** Opening Information block **

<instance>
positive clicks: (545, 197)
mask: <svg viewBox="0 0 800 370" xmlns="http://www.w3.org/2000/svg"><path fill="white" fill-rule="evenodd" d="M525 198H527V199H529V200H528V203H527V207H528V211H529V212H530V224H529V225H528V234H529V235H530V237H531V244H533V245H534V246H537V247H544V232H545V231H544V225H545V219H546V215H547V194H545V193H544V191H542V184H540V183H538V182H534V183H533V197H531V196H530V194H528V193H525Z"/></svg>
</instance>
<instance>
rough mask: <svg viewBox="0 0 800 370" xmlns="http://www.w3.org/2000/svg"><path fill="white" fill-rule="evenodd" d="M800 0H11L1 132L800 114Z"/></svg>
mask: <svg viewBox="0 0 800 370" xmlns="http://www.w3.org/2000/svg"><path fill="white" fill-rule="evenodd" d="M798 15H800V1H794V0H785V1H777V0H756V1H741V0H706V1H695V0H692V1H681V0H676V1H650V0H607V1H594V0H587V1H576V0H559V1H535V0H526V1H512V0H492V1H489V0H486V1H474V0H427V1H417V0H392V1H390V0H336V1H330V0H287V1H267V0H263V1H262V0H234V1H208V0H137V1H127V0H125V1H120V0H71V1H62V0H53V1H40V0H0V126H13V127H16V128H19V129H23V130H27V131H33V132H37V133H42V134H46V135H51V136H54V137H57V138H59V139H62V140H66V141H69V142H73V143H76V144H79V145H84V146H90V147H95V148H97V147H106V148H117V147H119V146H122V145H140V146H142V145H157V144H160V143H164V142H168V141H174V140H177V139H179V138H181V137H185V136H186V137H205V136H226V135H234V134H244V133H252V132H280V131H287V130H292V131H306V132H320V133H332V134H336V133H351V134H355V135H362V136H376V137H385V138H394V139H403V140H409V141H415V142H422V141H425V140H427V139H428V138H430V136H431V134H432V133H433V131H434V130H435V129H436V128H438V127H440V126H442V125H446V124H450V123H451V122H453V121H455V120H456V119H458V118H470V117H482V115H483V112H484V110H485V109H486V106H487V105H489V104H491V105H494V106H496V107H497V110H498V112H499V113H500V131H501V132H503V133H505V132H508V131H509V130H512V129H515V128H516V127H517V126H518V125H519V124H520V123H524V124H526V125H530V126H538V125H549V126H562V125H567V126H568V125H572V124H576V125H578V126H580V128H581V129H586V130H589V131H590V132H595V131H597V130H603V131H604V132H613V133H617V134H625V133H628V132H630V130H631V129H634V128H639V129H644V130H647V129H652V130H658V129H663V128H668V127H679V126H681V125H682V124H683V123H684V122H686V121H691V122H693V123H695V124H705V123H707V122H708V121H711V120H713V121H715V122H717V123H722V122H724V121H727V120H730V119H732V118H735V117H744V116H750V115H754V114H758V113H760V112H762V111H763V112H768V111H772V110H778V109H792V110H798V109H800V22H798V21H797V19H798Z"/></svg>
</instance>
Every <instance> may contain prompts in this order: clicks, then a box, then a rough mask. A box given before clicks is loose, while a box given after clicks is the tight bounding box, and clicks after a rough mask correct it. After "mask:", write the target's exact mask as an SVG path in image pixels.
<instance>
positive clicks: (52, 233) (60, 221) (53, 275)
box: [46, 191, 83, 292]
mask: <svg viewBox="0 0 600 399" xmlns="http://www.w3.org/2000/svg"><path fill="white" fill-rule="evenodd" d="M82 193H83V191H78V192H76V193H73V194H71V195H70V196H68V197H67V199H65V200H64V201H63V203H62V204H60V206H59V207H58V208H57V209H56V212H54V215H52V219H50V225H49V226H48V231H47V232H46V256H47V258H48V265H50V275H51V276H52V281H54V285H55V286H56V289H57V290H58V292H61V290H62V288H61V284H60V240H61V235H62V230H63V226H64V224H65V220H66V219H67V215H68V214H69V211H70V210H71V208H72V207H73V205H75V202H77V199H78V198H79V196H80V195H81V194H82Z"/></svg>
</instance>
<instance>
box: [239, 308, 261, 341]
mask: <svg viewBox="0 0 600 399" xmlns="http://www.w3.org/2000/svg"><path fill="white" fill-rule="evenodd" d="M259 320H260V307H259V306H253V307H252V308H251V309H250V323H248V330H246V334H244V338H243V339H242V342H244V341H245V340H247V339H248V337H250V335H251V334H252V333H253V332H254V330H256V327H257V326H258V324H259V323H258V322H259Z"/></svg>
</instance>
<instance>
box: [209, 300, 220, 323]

** Closing Information block **

_Brief:_ Restate the data above in full, word for word.

_Written answer:_
<instance>
positive clicks: (545, 197)
mask: <svg viewBox="0 0 800 370" xmlns="http://www.w3.org/2000/svg"><path fill="white" fill-rule="evenodd" d="M525 198H527V199H529V200H528V203H527V207H528V211H529V212H530V224H529V225H528V234H529V235H530V237H531V244H533V245H534V246H537V247H544V232H545V231H544V225H545V219H546V215H547V194H545V193H544V191H542V184H540V183H538V182H534V183H533V197H531V196H530V194H528V193H525Z"/></svg>
</instance>
<instance>
rough mask: <svg viewBox="0 0 800 370" xmlns="http://www.w3.org/2000/svg"><path fill="white" fill-rule="evenodd" d="M800 0H11L1 132L800 114Z"/></svg>
mask: <svg viewBox="0 0 800 370" xmlns="http://www.w3.org/2000/svg"><path fill="white" fill-rule="evenodd" d="M798 15H800V1H794V0H785V1H777V0H756V1H741V0H706V1H695V0H692V1H681V0H676V1H650V0H607V1H594V0H587V1H576V0H559V1H535V0H526V1H512V0H492V1H489V0H486V1H474V0H427V1H417V0H392V1H390V0H336V1H330V0H287V1H267V0H263V1H262V0H234V1H208V0H137V1H127V0H125V1H120V0H71V1H62V0H53V1H40V0H0V126H13V127H16V128H19V129H23V130H27V131H33V132H37V133H42V134H46V135H51V136H54V137H57V138H59V139H62V140H66V141H69V142H73V143H76V144H79V145H84V146H90V147H95V148H97V147H106V148H117V147H119V146H122V145H140V146H142V145H157V144H160V143H164V142H168V141H174V140H177V139H179V138H181V137H185V136H186V137H205V136H226V135H234V134H244V133H252V132H280V131H287V130H292V131H306V132H320V133H332V134H336V133H351V134H355V135H362V136H376V137H385V138H394V139H403V140H409V141H415V142H422V141H425V140H427V139H428V138H430V136H431V134H432V133H433V131H434V130H435V129H436V128H438V127H440V126H442V125H446V124H450V123H451V122H453V121H455V120H456V119H458V118H470V117H482V115H483V112H484V110H485V109H486V106H487V105H489V104H491V105H494V106H496V107H497V110H498V112H499V113H500V131H501V132H503V133H505V132H508V131H509V130H512V129H515V128H516V127H517V126H518V125H519V124H520V123H524V124H526V125H530V126H538V125H549V126H562V125H567V126H568V125H572V124H576V125H578V126H580V128H581V129H586V130H589V131H590V132H595V131H597V130H603V131H604V132H613V133H617V134H625V133H628V132H630V130H631V129H634V128H639V129H644V130H647V129H652V130H658V129H663V128H668V127H679V126H681V125H682V124H683V123H684V122H686V121H691V122H693V123H695V124H705V123H707V122H708V121H711V120H713V121H715V122H717V123H722V122H724V121H727V120H730V119H732V118H735V117H744V116H750V115H754V114H758V113H760V112H762V111H763V112H768V111H772V110H778V109H792V110H798V109H800V22H798V21H797V19H798Z"/></svg>
</instance>
Every <instance> may contain prompts in this order: clicks, then a box, then a rough mask. A box given before clicks is loose, while a box given after clicks is the tight bounding box, and clicks after a rough mask correct it. After "mask:", write the target's exact mask as an SVG path in image pixels.
<instance>
positive clicks: (52, 233) (60, 221) (53, 275)
box: [46, 191, 83, 292]
mask: <svg viewBox="0 0 600 399" xmlns="http://www.w3.org/2000/svg"><path fill="white" fill-rule="evenodd" d="M82 193H83V191H78V192H76V193H73V194H71V195H70V196H68V197H67V199H65V200H64V201H63V203H62V204H60V206H59V207H58V208H57V209H56V212H54V215H52V219H50V225H49V226H48V231H47V232H46V256H47V258H48V265H50V275H51V276H52V281H54V285H55V286H56V289H57V290H58V292H61V290H62V288H61V284H60V240H61V235H62V230H63V226H64V224H65V220H66V219H67V215H68V214H69V211H70V210H71V208H72V207H73V205H75V202H77V199H78V198H79V196H80V195H81V194H82Z"/></svg>
</instance>
<instance>
box: [239, 308, 261, 341]
mask: <svg viewBox="0 0 600 399" xmlns="http://www.w3.org/2000/svg"><path fill="white" fill-rule="evenodd" d="M259 320H260V307H259V306H253V307H252V308H251V309H250V323H248V330H246V334H244V338H243V339H242V342H244V341H245V340H247V339H248V337H250V335H251V334H252V333H253V332H254V330H256V327H257V326H258V324H259V323H258V322H259Z"/></svg>
</instance>
<instance>
box: [209, 300, 220, 323]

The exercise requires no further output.